PASSAGE PROVIDED:
** Begin **
The Vegetable Orchestra Onionoise

[Transacoustic Research; 2010]

Styles: vegetable style, experimental, electronic, musique concrète, noise, improv, pop
Others: Matmos, Radian, Franz Hautzinger, Harry Partch, Raster-Noton

Music and food have always enjoyed an intimate relationship in the human imagination, from the bacchanal festivals of ancient times to our own era in which globalized sounds are served up with global fusion foods at restaurants and festivals around the world. The use of food as a visual representation also has a history, from Giuseppe Arcimboldo’s famous paintings to contemporary work by artists such as Carl Warner and Ju Duoqi.

The Vegetable Orchestra of Vienna takes a step beyond the everyday temptation of laying out one’s dinner in a pictorially humorous manner by looking to the sounds lying dormant within vegetables. The group makes instruments out of whatever fresh produce they can source at Vienna’s Naschmarkt and then perform or record partly composed, partly improvised pieces while the goods are still fresh. Typical instruments include the calabash horn, the radirimba (yes, a marimba made from radishes), and the celeriac cymbal.

The apparent weirdness of the orchestra’s modus operandi arguably stems from its location in what has been, for at least a couple of centuries, a major center for Western art music, whether classical or avant-garde, “acoustic” or “electronic.” This is made more notable by the fact that the group performs pieces written by classical composers (Johann Strauss), electronic music pioneers (Kraftwerk), and more recent experimental electronica artists (Radian), and that they claim inspiration from avant-garde, free jazz, noise, and dub.
** End **
DATA PROVIDED:
** Begin **
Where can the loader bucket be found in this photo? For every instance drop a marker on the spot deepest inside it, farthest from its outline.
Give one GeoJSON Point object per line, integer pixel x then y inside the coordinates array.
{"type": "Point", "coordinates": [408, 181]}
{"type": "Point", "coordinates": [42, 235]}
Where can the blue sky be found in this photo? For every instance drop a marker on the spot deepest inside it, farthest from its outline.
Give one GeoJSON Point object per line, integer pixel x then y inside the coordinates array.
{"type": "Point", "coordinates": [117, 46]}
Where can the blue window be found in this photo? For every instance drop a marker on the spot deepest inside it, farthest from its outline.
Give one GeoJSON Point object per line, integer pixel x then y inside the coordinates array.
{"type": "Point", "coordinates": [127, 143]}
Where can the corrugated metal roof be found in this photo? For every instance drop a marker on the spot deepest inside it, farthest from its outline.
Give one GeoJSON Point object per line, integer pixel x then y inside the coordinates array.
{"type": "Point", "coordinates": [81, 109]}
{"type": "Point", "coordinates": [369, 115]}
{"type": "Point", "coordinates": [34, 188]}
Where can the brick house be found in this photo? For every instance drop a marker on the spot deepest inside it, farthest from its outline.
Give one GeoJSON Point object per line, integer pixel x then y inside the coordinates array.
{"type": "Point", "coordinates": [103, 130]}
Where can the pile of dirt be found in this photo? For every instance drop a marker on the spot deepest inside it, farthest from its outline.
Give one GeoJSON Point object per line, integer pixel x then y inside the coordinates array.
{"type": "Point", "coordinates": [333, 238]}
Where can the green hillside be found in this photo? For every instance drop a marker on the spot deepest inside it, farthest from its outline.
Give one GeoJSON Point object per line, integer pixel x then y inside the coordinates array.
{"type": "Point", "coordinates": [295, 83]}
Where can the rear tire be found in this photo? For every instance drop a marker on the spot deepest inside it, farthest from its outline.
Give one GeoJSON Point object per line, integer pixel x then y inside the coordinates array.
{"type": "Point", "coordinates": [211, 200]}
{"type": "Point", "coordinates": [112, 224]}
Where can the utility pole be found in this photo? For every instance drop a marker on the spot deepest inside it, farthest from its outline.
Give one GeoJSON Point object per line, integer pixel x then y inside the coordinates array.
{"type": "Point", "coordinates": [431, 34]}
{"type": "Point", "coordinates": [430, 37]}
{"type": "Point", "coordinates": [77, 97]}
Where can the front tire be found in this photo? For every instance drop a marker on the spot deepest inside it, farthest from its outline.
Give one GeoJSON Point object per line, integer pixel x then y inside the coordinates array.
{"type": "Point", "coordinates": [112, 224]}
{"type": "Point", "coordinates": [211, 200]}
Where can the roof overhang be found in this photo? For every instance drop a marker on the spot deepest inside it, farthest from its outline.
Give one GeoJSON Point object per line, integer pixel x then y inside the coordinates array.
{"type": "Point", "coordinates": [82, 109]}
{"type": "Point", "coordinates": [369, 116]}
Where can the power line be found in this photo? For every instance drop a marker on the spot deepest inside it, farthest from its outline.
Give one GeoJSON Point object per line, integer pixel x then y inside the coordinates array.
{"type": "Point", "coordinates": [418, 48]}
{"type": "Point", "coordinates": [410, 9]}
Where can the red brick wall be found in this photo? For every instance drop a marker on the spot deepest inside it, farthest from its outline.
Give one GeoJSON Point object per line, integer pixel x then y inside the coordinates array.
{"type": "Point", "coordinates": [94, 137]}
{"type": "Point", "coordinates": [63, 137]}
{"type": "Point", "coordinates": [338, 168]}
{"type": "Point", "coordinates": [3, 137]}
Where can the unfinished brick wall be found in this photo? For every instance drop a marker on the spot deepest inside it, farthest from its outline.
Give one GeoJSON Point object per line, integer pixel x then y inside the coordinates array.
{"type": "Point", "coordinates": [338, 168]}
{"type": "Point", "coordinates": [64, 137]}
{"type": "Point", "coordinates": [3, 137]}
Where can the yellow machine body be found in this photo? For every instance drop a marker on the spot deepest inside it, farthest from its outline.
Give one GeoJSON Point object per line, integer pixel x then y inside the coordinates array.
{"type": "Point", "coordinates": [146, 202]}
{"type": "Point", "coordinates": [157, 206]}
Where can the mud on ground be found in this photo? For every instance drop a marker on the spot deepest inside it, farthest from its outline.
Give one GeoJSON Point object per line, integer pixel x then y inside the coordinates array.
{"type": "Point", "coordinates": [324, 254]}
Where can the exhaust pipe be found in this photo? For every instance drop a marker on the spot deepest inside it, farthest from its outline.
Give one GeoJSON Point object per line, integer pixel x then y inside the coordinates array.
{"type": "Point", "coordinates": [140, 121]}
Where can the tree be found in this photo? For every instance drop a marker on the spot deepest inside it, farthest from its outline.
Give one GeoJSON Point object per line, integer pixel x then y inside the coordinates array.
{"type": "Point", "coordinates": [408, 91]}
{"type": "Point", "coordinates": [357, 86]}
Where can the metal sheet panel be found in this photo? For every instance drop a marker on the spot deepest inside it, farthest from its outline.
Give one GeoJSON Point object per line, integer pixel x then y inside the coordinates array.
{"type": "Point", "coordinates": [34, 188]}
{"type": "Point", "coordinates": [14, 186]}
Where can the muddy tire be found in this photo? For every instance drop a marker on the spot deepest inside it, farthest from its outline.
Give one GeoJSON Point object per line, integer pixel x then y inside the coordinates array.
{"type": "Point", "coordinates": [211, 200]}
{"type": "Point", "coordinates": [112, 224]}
** End **
WHAT YOU WILL DO:
Answer these questions from the text on the Vegetable Orchestra:
(a) At which market does the group get its produce?
(b) Which two contemporary artists are named for using food as visual representation?
(c) Which classical composer's pieces does the group perform?

FULL ANSWER:
(a) Vienna's Naschmarkt.
(b) Carl Warner and Ju Duoqi.
(c) Johann Strauss.